→ **Directive**
Pick out every line in the material below that contains the word "belt" and copy each of those lines.
━━━
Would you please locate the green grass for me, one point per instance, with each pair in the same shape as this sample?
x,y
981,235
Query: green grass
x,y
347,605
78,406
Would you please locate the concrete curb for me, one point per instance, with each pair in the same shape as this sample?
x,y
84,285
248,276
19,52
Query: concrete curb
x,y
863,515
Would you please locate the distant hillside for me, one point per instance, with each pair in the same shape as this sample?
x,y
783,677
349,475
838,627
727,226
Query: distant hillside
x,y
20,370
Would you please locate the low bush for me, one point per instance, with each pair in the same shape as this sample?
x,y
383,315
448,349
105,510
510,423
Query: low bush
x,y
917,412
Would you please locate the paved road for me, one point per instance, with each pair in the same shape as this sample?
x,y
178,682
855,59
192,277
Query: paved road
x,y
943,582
━━━
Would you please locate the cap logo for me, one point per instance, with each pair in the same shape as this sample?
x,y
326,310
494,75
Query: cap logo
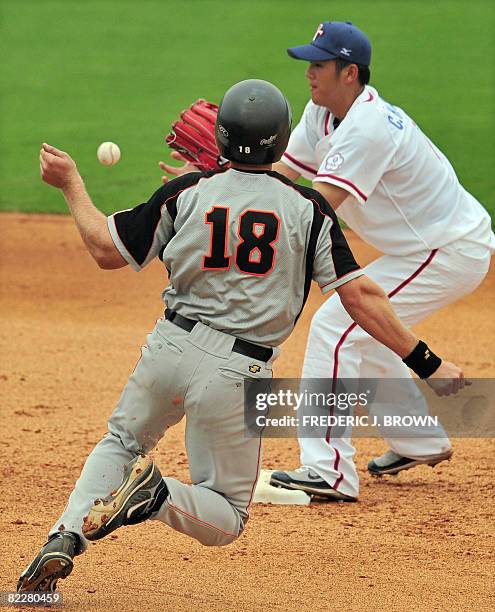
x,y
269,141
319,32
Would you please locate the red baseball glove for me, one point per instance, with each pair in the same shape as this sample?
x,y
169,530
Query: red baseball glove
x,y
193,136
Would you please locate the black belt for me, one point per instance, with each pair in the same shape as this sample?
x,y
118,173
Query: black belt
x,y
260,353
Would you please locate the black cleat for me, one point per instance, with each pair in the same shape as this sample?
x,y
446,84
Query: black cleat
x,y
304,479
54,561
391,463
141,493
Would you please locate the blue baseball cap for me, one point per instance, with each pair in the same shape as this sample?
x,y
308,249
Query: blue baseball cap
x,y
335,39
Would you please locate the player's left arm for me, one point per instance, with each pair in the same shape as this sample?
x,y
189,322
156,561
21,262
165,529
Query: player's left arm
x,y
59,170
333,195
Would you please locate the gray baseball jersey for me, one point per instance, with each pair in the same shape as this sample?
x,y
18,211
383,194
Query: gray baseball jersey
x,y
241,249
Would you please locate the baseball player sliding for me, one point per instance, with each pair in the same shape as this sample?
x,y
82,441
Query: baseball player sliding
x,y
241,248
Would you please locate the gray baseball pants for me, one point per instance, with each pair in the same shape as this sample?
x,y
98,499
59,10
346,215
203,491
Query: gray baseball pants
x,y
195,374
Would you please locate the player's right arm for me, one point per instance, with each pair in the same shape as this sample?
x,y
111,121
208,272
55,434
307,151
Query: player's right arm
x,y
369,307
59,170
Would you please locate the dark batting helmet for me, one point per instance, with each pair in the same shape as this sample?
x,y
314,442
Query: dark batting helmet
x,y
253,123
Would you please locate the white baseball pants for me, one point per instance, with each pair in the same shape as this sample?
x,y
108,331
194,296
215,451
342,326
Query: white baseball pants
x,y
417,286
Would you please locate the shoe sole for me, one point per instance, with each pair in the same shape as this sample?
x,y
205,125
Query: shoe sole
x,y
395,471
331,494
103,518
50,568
━━━
→ **Task output**
Would you please locate the black belt for me, one point per instance, with each pair in the same shape as this sample?
Query: black belt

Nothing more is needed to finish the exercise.